Written instruction A: From the planning extract below, list every matter to which general objective (b) of clause 14D says innovative design should have regard.

20 As a consequence, I indicated that, whatever the outcome of the proposal for subdivision, the result of the appeal would at least be a consent for the alterations and additions to the existing semi-detached dwelling on the site.

21 A consequence of such a limited result, as indicated by Mr M Benson, a development planner employed by the council, is that no landscape plan would be required if the only consent flowing from the proceedings were to be confined to one for these alterations and additions.

22 The principal relevant planning controls are contained in the LEP. Subdivision is permitted with the consent of the council (cl 11 of the LEP). Hence, the proposal is permissible with consent.

23 The relevant provision setting out the responsibility of the consent authority concerning the zone objectives is set out in cl 13(3) which reads:


          13 Zone objectives and development control

            (1) ……………………

            (2) ……………………

            (3) Except as otherwise provided by this plan, the Council shall not consent to development on land to which this plan applies unless the Council is of the opinion that the development is consistent with one or more of the aims of this plan and at least one specific objective of the zone within which the development is proposed to be carried out.


24 The LEP also contains two general objectives for the three medium to high density residential zones in the council's area (including that within which the site is located). These are:


          14D Medium and high density residential areas—Zones 2 (b), 2 (c), 2 (d)
            General Objectives

            (a) To allow for increased residential density in accessible locations, while minimising the potential for adverse impacts of such increased density on the efficiency and safety of the road network, and
            (b) To encourage innovative design in providing a comfortable living environment which also has regard to solar access, privacy, noise, views, vehicular access, parking and landscaping.


25 It is clear, however, from cl 13(3), that no specific threshold hurdle is invoked by these general objectives. The present site is one which, in the words of Mr Benson, is at a location characterised (relevantly to the first of the general objectives) as being:

      • proximate to public transport along Mowbray Road, Penshurst Street (north of Mowbray Road) and Willoughby Road; and
      • proximate to local shops and services that can meet the needs of the intended additional population.

Written instruction B: Tally the lines of the records below that contain the word "covered", and reply with the number alone.

Source material:
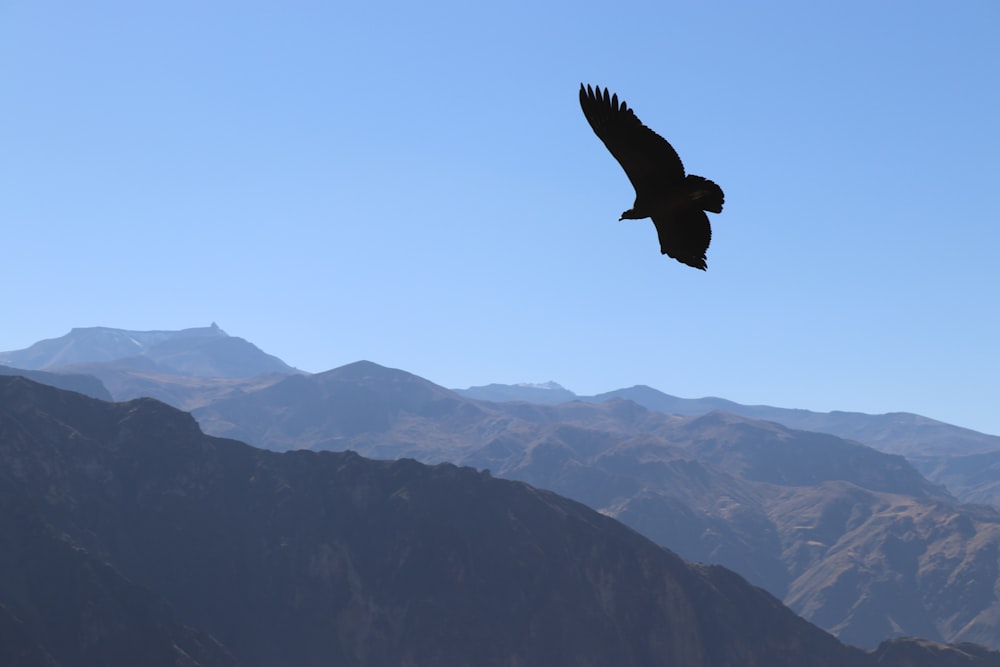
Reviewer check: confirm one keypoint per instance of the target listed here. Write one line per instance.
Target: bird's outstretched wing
(647, 158)
(685, 236)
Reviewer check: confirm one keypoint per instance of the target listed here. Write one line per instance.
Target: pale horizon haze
(414, 184)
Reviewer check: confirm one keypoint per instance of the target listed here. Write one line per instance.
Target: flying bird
(676, 203)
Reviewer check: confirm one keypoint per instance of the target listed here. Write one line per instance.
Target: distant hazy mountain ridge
(129, 537)
(203, 351)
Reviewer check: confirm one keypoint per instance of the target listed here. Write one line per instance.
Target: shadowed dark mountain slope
(313, 558)
(854, 539)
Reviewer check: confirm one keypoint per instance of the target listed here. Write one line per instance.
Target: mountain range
(130, 537)
(856, 540)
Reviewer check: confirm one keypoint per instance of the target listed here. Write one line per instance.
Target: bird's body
(675, 202)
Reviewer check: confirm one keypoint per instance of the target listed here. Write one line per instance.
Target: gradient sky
(414, 184)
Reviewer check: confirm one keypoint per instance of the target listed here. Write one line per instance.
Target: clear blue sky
(413, 183)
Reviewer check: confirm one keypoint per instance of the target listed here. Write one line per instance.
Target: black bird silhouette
(676, 203)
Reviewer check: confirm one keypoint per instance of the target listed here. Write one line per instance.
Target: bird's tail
(705, 193)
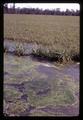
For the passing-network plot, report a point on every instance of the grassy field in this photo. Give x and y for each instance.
(57, 34)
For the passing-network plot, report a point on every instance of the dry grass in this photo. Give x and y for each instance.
(57, 33)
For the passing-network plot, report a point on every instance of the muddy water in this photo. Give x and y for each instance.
(35, 88)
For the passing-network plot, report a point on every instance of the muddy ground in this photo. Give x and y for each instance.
(39, 88)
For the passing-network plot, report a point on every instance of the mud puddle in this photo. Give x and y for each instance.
(36, 88)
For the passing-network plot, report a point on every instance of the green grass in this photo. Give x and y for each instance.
(55, 33)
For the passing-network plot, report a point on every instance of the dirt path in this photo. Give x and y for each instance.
(35, 88)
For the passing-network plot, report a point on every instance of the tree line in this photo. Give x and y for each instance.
(38, 11)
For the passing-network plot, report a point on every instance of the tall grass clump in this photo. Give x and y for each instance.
(19, 51)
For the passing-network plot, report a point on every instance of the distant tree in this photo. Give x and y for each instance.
(57, 11)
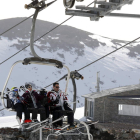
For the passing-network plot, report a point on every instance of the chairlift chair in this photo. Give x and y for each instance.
(47, 62)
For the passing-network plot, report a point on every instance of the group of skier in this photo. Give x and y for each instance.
(44, 103)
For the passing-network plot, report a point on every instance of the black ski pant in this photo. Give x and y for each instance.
(57, 113)
(20, 107)
(47, 111)
(69, 114)
(39, 110)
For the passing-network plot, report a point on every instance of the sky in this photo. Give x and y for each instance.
(111, 27)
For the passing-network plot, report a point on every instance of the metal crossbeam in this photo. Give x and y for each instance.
(91, 8)
(123, 15)
(103, 9)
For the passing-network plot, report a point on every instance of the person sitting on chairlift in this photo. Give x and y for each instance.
(59, 100)
(19, 105)
(33, 99)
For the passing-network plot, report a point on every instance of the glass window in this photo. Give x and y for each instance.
(130, 110)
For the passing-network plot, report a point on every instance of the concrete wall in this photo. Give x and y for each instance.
(106, 109)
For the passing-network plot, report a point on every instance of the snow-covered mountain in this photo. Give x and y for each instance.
(75, 48)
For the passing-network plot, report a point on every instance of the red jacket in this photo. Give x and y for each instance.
(28, 99)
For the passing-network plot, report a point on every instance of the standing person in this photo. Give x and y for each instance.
(33, 99)
(59, 100)
(56, 108)
(45, 103)
(19, 105)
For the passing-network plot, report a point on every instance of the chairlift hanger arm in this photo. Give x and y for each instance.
(42, 61)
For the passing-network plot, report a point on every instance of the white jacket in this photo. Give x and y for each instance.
(63, 97)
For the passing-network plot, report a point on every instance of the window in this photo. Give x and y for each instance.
(130, 110)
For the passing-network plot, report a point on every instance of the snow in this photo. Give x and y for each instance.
(10, 121)
(118, 67)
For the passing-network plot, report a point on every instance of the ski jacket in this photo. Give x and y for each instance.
(13, 97)
(28, 99)
(53, 96)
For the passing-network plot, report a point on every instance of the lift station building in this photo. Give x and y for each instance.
(120, 104)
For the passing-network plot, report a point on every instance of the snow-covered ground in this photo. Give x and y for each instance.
(75, 48)
(10, 121)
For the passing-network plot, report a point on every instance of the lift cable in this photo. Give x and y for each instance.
(98, 59)
(40, 37)
(17, 24)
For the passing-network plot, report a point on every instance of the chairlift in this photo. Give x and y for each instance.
(100, 9)
(47, 62)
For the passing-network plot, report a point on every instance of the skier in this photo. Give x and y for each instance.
(19, 105)
(43, 93)
(33, 99)
(59, 100)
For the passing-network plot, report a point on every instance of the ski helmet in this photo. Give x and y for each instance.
(14, 89)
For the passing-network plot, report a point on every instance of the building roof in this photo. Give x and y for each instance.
(111, 91)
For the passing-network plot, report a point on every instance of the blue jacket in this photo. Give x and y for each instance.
(13, 97)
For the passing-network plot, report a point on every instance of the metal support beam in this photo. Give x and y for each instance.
(123, 15)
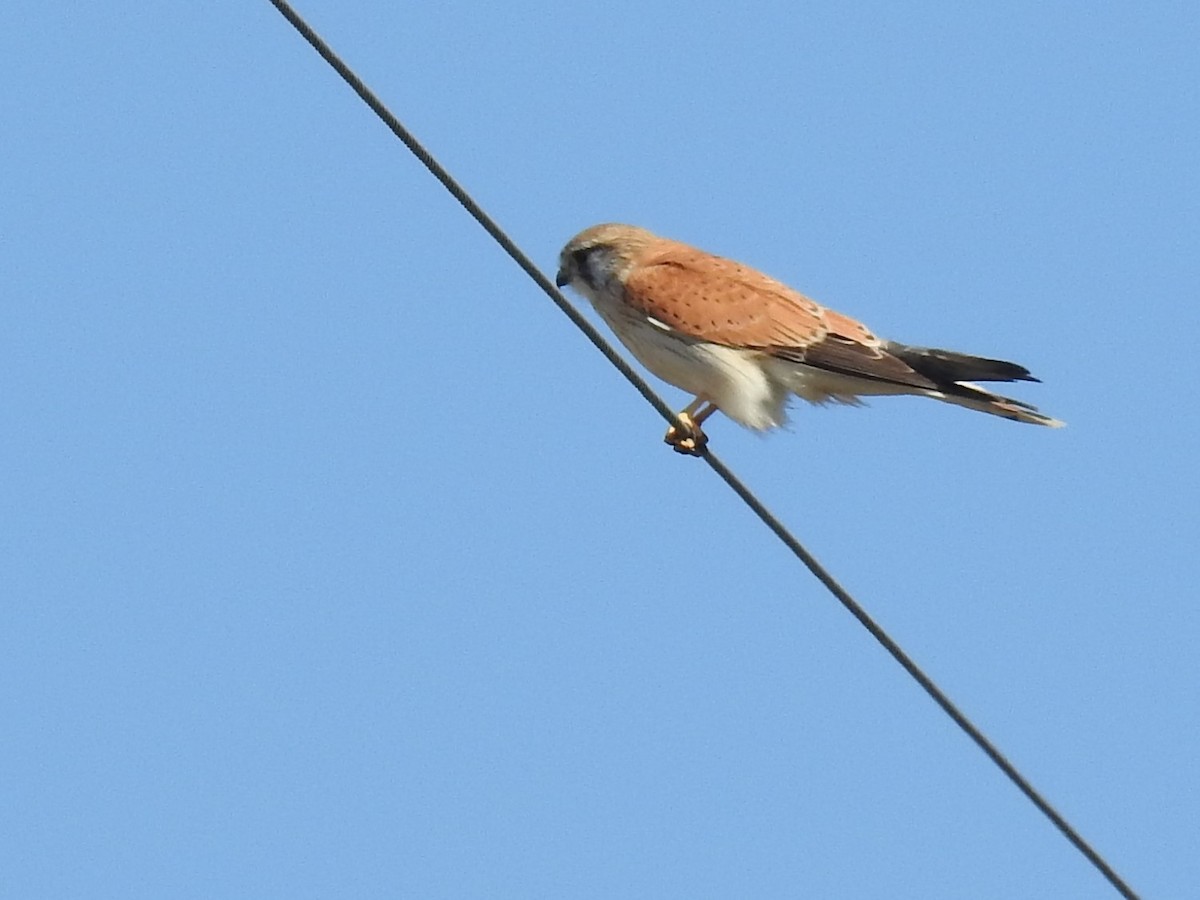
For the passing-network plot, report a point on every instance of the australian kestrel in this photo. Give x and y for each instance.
(743, 343)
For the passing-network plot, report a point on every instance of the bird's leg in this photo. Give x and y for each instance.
(687, 437)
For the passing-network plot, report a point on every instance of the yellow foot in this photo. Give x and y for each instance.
(688, 439)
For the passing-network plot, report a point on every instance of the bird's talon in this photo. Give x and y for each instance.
(689, 439)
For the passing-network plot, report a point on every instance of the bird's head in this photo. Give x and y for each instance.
(600, 253)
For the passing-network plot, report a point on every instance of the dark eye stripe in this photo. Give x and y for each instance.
(580, 261)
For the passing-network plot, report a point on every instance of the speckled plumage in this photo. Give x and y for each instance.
(744, 342)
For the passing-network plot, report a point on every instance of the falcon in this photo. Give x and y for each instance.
(743, 343)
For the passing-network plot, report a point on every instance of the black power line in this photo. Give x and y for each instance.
(715, 463)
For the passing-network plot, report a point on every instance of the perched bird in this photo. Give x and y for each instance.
(743, 343)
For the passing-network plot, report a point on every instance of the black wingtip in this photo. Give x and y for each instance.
(948, 366)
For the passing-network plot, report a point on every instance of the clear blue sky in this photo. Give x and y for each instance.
(335, 563)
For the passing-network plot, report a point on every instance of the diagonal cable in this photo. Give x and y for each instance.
(713, 461)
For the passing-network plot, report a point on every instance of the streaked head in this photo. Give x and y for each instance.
(600, 253)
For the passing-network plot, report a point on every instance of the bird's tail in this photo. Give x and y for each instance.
(955, 372)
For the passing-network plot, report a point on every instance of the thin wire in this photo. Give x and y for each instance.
(715, 463)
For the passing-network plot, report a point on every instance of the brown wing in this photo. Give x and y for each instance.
(718, 300)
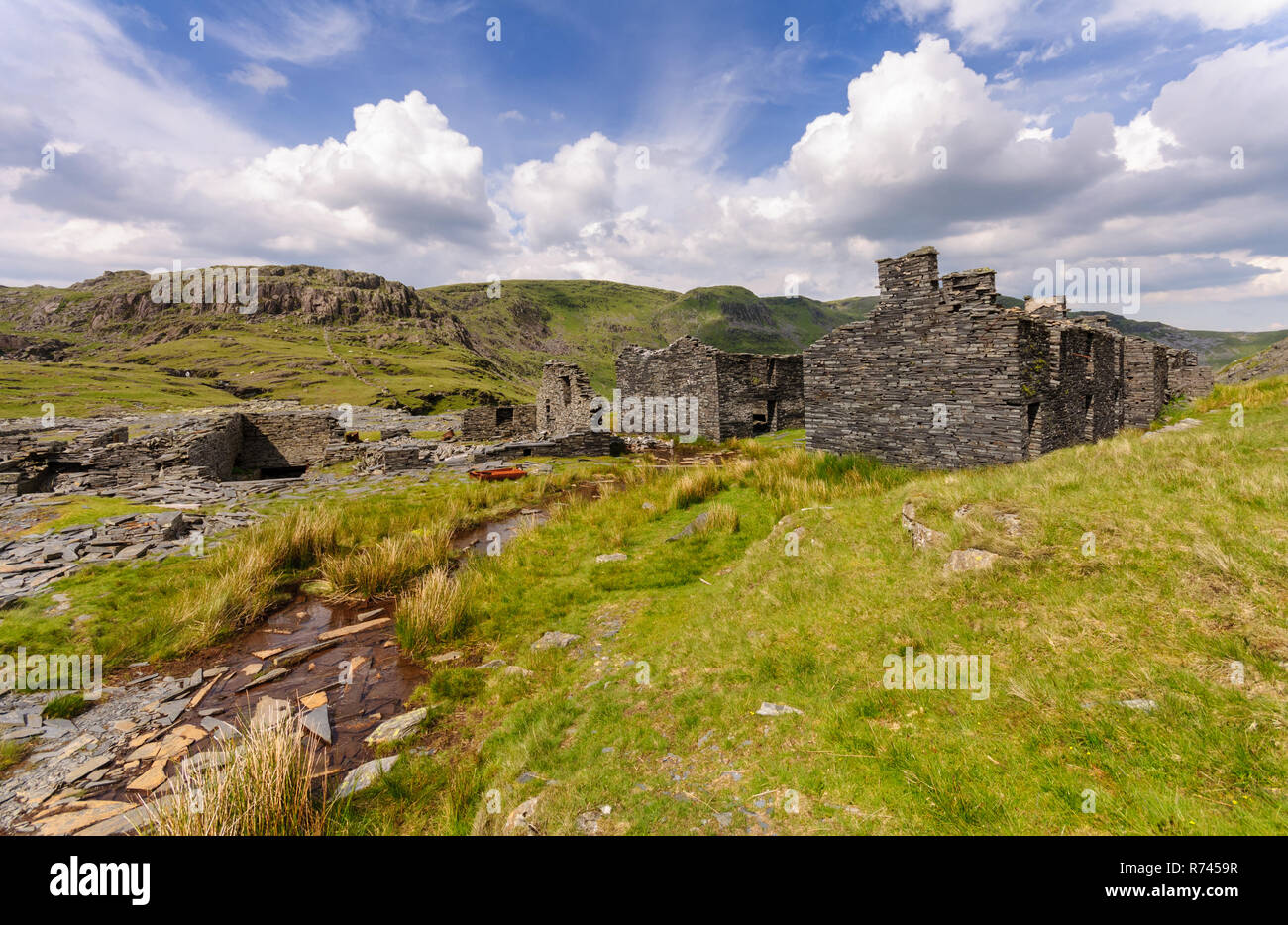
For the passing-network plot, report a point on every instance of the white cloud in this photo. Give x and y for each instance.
(1138, 145)
(259, 77)
(1225, 14)
(404, 193)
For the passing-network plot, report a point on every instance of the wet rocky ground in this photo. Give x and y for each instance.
(335, 668)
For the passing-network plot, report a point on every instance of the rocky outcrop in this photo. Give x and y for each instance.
(1265, 363)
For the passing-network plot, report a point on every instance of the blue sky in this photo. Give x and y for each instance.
(660, 144)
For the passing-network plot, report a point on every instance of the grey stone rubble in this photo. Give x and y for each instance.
(1185, 424)
(738, 394)
(943, 376)
(30, 564)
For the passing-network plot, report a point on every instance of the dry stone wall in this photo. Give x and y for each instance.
(565, 398)
(497, 422)
(940, 375)
(738, 394)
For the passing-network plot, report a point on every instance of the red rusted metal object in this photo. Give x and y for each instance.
(497, 474)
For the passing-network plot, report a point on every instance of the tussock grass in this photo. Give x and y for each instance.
(696, 486)
(1256, 394)
(1185, 580)
(65, 706)
(433, 611)
(243, 577)
(385, 565)
(721, 518)
(265, 788)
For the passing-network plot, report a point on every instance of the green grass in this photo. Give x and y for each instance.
(12, 753)
(155, 609)
(65, 706)
(1179, 587)
(652, 710)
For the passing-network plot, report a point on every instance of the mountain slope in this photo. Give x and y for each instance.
(329, 337)
(588, 321)
(1270, 360)
(1215, 348)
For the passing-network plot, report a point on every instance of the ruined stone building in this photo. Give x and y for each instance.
(497, 422)
(943, 376)
(565, 401)
(1185, 376)
(210, 448)
(738, 394)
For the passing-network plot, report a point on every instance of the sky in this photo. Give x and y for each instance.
(778, 146)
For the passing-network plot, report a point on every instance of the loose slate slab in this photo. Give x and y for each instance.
(300, 652)
(150, 779)
(554, 639)
(970, 561)
(768, 709)
(265, 679)
(316, 722)
(86, 814)
(364, 775)
(349, 630)
(397, 727)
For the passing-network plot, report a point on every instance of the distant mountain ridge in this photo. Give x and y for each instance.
(1215, 348)
(342, 337)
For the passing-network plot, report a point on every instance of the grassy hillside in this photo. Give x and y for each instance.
(1149, 670)
(338, 337)
(1270, 360)
(1215, 348)
(589, 321)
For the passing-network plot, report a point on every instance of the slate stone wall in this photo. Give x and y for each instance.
(565, 398)
(1144, 380)
(940, 375)
(738, 394)
(497, 422)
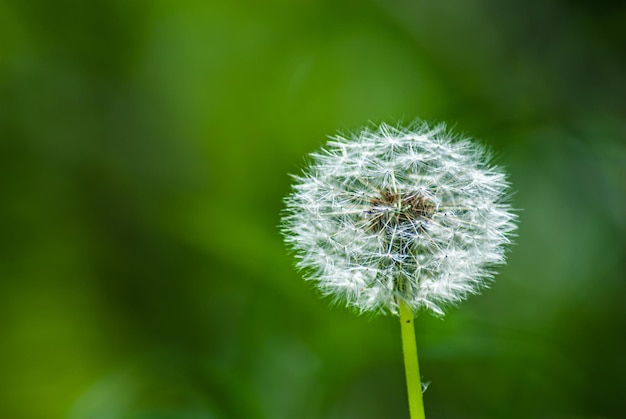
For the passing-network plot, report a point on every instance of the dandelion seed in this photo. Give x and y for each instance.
(394, 214)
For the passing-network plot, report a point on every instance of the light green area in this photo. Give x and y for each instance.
(411, 364)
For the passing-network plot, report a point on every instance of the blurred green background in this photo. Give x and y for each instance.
(145, 148)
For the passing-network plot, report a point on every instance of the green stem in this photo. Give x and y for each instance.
(411, 366)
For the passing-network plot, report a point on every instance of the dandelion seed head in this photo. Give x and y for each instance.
(399, 213)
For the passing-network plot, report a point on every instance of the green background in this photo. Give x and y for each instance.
(145, 148)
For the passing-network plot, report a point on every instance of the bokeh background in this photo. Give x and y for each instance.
(145, 148)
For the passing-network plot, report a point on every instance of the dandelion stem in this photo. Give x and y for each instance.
(411, 366)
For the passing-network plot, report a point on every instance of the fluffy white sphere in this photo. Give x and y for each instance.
(399, 213)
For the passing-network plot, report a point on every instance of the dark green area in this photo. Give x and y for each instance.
(144, 153)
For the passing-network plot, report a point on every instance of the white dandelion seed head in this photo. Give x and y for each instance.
(393, 213)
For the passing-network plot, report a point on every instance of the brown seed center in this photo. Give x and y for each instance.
(391, 210)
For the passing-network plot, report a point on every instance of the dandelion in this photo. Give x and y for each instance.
(400, 220)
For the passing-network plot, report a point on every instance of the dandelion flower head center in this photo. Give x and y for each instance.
(391, 210)
(393, 214)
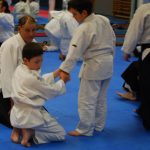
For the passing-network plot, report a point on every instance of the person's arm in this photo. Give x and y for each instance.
(9, 62)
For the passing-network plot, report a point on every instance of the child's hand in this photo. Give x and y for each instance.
(64, 76)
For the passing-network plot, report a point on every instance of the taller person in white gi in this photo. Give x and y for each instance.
(94, 41)
(10, 58)
(6, 22)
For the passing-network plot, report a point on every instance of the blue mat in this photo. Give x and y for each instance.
(123, 130)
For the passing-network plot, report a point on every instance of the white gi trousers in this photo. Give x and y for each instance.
(50, 131)
(92, 105)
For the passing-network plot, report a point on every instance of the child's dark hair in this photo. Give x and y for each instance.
(5, 4)
(22, 21)
(81, 5)
(31, 50)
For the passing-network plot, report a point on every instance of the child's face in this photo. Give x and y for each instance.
(34, 63)
(78, 16)
(28, 31)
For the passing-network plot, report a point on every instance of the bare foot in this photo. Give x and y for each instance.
(127, 96)
(74, 133)
(27, 134)
(15, 135)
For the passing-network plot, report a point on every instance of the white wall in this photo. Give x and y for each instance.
(103, 7)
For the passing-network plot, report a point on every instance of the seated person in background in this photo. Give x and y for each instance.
(131, 78)
(30, 91)
(6, 22)
(131, 84)
(139, 33)
(60, 30)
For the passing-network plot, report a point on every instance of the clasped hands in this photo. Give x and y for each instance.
(62, 74)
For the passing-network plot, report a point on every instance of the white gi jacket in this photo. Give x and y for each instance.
(29, 93)
(138, 31)
(6, 26)
(62, 27)
(97, 30)
(10, 58)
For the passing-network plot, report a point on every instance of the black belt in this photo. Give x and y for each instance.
(144, 46)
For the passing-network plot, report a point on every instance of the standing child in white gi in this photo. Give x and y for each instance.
(30, 91)
(94, 41)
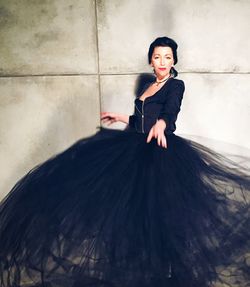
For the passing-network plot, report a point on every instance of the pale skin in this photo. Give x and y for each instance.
(162, 57)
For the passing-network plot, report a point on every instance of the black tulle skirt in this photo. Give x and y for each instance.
(115, 211)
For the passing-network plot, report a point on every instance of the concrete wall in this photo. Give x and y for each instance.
(62, 62)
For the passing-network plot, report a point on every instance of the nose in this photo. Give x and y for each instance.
(162, 61)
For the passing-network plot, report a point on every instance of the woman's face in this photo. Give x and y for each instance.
(162, 60)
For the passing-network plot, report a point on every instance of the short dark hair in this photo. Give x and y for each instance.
(164, 42)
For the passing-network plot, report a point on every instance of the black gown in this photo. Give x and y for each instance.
(115, 211)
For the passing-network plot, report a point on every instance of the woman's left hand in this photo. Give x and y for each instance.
(157, 131)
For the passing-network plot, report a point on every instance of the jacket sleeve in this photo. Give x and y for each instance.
(131, 122)
(171, 107)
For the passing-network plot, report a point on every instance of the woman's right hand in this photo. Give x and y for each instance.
(110, 118)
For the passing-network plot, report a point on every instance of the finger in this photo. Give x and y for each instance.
(164, 141)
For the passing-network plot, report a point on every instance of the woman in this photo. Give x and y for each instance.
(136, 207)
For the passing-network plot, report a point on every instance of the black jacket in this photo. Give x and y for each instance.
(164, 104)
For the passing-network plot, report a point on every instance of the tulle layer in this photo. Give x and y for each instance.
(115, 211)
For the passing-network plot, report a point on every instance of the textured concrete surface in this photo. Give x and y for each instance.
(41, 116)
(47, 37)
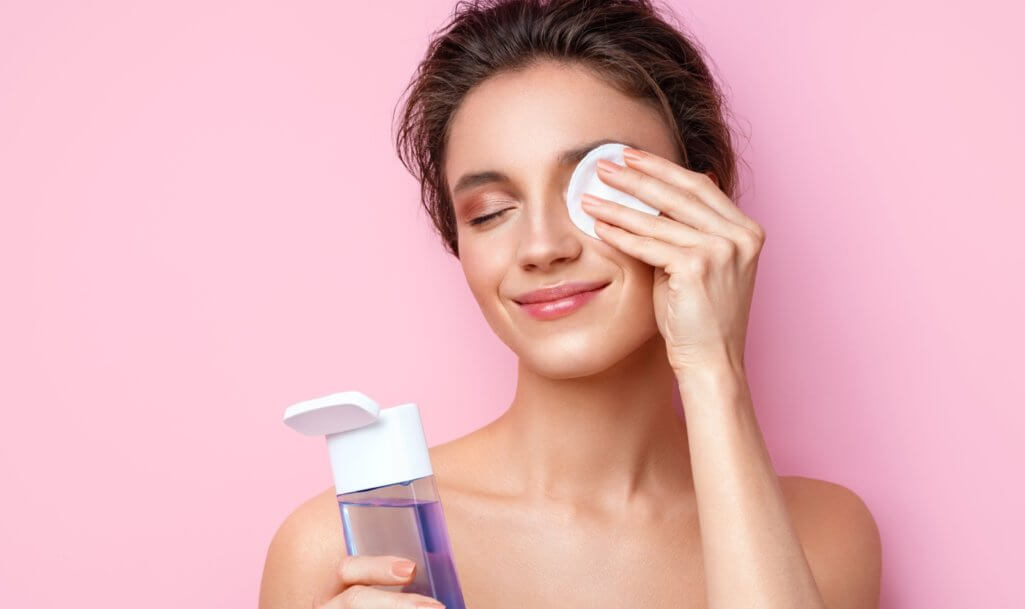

Complete response A: Solar access, privacy, noise, views, vehicular access, parking, landscaping

Complete response B: 2